----- Page excerpt -----

In Bott & Co Solicitors Ltd v Ryanair DAC [2022] UKSC 8 (16 March 2022) is an important decision in relation to flight delay claims and alternative dispute resolution. The decision allows solicitors to deduct their fees for bringing a claim from compensation recovered from the airline, or for that matter any compensation claim.

Previously it was restricted to cases where court proceedings had started, except in road traffic portal cases. This meant that defendants could undermine the process by paying compensation direct to the client bypassing the lawyer who would be left without any payment for the costs of the claim. This would encourage lawyers to issue proceedings to make sure they did receive their fee. Following this case, that tactic has been curtailed because defendants must not pay the customer or client direct when they know that a lawyer has been instructed and Claimant lawyers can have confidence that they will be paid even if they don’t start court proceedings. So the effect is to encourage out of Court settlements and alternative dispute resolution pre
proceedings.

The Court found that the costs could be recovered from the compensation as long as there is a dispute, existing or reasonably anticipated in connection with the services provided. It was left open as to whether this just applies to solicitors, but it is difficult to see why it should.

The Court stated that “It would be inconsistent with the policy of encouraging dispute resolution without resort to litigation to confine the solicitor’s equitable lien to cases where formal proceedings have been commenced before a claim is settled. Such a restriction would give solicitors a financial incentive, in direct conflict with this policy, to issue a claim form at an early stage to make sure that they get paid. It also would deter solicitors from offering services on credit to clients who lack financial resources to help them obtain an appropriate settlement without having to bring proceedings. This would undermine the aim of facilitating access to justice that underlies the imposition of the lien.

----- Record list -----

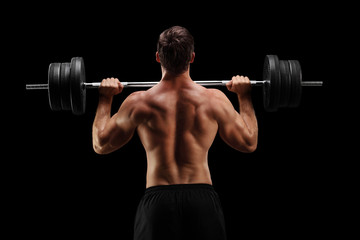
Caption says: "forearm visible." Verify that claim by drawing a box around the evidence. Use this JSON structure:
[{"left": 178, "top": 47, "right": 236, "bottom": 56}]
[
  {"left": 238, "top": 93, "right": 258, "bottom": 141},
  {"left": 92, "top": 96, "right": 112, "bottom": 149}
]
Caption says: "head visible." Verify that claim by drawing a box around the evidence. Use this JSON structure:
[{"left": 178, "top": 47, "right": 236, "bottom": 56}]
[{"left": 156, "top": 26, "right": 195, "bottom": 75}]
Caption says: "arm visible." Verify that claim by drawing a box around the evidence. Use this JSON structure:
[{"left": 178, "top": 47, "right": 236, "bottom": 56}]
[
  {"left": 92, "top": 78, "right": 137, "bottom": 154},
  {"left": 212, "top": 76, "right": 258, "bottom": 152}
]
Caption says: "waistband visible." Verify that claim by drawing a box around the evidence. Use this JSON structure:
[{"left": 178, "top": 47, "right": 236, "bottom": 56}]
[{"left": 145, "top": 183, "right": 214, "bottom": 194}]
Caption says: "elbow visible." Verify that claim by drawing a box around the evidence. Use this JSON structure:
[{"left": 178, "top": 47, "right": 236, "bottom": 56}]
[
  {"left": 93, "top": 144, "right": 106, "bottom": 155},
  {"left": 93, "top": 132, "right": 108, "bottom": 155},
  {"left": 242, "top": 134, "right": 258, "bottom": 153},
  {"left": 243, "top": 142, "right": 257, "bottom": 153}
]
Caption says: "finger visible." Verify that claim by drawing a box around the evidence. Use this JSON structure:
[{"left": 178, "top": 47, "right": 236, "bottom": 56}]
[{"left": 226, "top": 80, "right": 232, "bottom": 91}]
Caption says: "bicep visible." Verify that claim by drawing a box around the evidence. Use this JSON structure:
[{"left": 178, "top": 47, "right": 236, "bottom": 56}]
[
  {"left": 212, "top": 92, "right": 250, "bottom": 151},
  {"left": 100, "top": 93, "right": 143, "bottom": 151}
]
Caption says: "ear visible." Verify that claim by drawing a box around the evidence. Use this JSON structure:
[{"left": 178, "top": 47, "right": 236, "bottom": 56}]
[
  {"left": 155, "top": 52, "right": 160, "bottom": 63},
  {"left": 190, "top": 52, "right": 195, "bottom": 63}
]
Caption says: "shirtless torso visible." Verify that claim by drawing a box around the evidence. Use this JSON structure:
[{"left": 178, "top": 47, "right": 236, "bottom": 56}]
[{"left": 93, "top": 72, "right": 257, "bottom": 187}]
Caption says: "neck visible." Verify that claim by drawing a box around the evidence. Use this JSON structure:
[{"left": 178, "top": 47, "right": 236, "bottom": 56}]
[{"left": 161, "top": 69, "right": 192, "bottom": 84}]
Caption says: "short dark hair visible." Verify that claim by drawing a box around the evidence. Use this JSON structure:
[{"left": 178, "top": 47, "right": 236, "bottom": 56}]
[{"left": 157, "top": 26, "right": 194, "bottom": 74}]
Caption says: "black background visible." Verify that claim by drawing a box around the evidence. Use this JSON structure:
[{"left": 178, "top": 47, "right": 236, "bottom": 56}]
[{"left": 12, "top": 2, "right": 348, "bottom": 239}]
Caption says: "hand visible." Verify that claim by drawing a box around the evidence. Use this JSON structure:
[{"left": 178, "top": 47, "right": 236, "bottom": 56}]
[
  {"left": 99, "top": 78, "right": 124, "bottom": 97},
  {"left": 226, "top": 75, "right": 251, "bottom": 96}
]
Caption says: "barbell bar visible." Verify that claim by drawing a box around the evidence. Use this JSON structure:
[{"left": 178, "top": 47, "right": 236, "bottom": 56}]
[{"left": 26, "top": 55, "right": 323, "bottom": 115}]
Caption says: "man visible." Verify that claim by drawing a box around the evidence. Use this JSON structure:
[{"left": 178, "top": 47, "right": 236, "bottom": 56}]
[{"left": 93, "top": 26, "right": 258, "bottom": 240}]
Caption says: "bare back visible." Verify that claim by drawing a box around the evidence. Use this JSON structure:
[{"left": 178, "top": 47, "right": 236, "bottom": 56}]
[
  {"left": 93, "top": 77, "right": 257, "bottom": 187},
  {"left": 137, "top": 82, "right": 218, "bottom": 187}
]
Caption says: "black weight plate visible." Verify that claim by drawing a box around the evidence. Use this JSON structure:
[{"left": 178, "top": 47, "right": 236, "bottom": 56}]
[
  {"left": 263, "top": 55, "right": 281, "bottom": 112},
  {"left": 283, "top": 60, "right": 292, "bottom": 107},
  {"left": 48, "top": 63, "right": 61, "bottom": 111},
  {"left": 288, "top": 60, "right": 302, "bottom": 107},
  {"left": 60, "top": 63, "right": 71, "bottom": 110},
  {"left": 70, "top": 57, "right": 86, "bottom": 115},
  {"left": 279, "top": 60, "right": 288, "bottom": 107}
]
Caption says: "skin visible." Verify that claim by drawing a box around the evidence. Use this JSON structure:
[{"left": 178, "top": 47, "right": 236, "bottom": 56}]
[{"left": 92, "top": 53, "right": 258, "bottom": 187}]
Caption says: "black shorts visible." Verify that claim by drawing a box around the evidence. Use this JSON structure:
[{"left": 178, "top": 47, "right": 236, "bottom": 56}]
[{"left": 134, "top": 184, "right": 226, "bottom": 240}]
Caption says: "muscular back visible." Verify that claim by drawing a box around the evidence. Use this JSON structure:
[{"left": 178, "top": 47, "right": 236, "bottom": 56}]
[
  {"left": 137, "top": 82, "right": 218, "bottom": 187},
  {"left": 93, "top": 76, "right": 257, "bottom": 187}
]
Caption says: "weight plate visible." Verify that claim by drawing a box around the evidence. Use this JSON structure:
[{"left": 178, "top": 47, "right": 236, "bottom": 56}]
[
  {"left": 48, "top": 63, "right": 61, "bottom": 111},
  {"left": 283, "top": 60, "right": 292, "bottom": 107},
  {"left": 280, "top": 60, "right": 291, "bottom": 107},
  {"left": 288, "top": 60, "right": 302, "bottom": 107},
  {"left": 263, "top": 55, "right": 281, "bottom": 112},
  {"left": 70, "top": 57, "right": 86, "bottom": 115},
  {"left": 60, "top": 63, "right": 71, "bottom": 110}
]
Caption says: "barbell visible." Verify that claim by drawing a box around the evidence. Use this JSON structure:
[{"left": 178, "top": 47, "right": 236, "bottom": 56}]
[{"left": 26, "top": 55, "right": 323, "bottom": 115}]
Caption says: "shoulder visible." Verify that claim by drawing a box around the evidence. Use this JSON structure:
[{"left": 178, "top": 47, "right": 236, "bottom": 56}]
[
  {"left": 207, "top": 89, "right": 235, "bottom": 122},
  {"left": 119, "top": 91, "right": 151, "bottom": 123},
  {"left": 206, "top": 88, "right": 230, "bottom": 105}
]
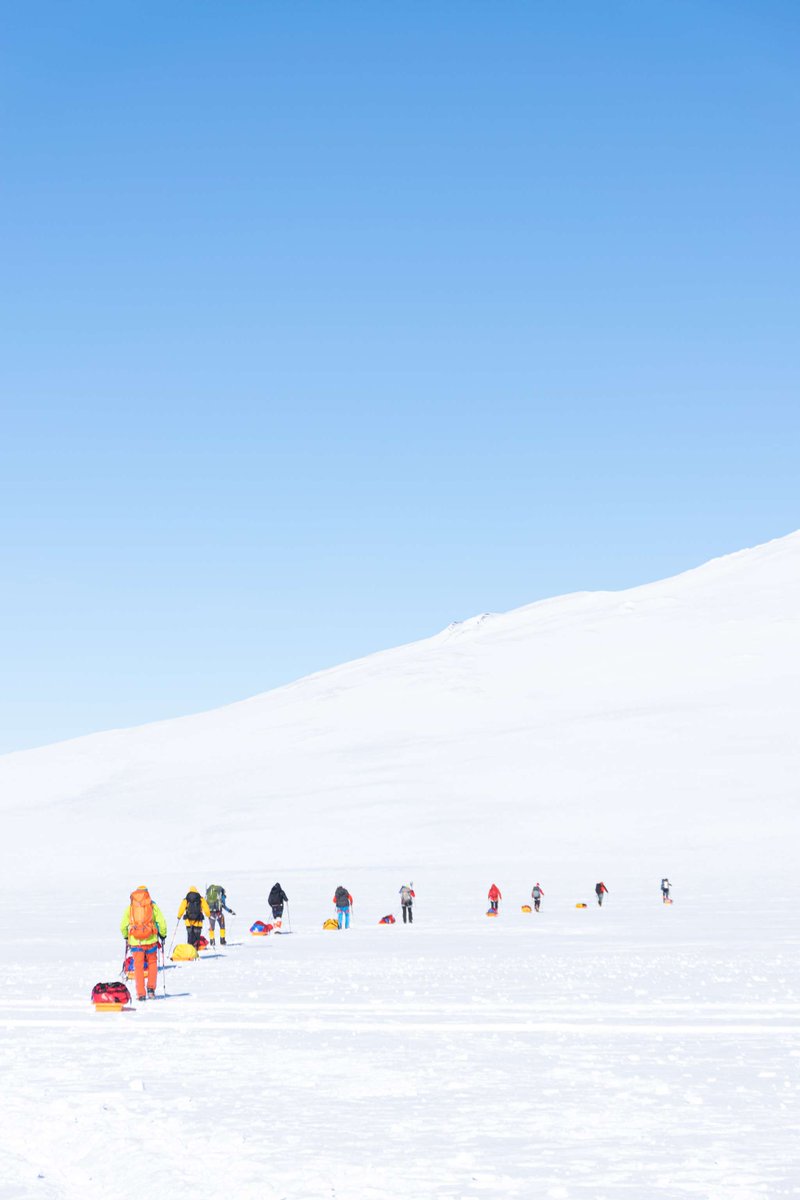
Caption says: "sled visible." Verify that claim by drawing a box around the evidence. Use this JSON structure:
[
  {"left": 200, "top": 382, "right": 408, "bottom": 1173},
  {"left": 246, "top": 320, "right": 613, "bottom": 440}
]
[
  {"left": 170, "top": 942, "right": 197, "bottom": 962},
  {"left": 91, "top": 983, "right": 133, "bottom": 1013},
  {"left": 249, "top": 920, "right": 272, "bottom": 937}
]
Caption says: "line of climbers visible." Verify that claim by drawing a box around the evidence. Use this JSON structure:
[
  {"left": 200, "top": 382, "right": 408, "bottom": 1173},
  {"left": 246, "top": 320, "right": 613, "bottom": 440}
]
[{"left": 487, "top": 880, "right": 606, "bottom": 917}]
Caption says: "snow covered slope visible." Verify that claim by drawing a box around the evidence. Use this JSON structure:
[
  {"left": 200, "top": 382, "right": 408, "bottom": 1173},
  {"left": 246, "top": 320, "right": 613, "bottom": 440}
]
[{"left": 0, "top": 533, "right": 800, "bottom": 886}]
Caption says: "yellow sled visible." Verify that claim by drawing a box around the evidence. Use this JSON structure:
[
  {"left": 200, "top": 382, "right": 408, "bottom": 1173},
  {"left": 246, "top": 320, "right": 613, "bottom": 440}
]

-----

**Stated problem:** In the case summary, what condition did the Court set for recovering costs from the compensation?

**Task output:** There must be a dispute, existing or reasonably anticipated, in connection with the services provided.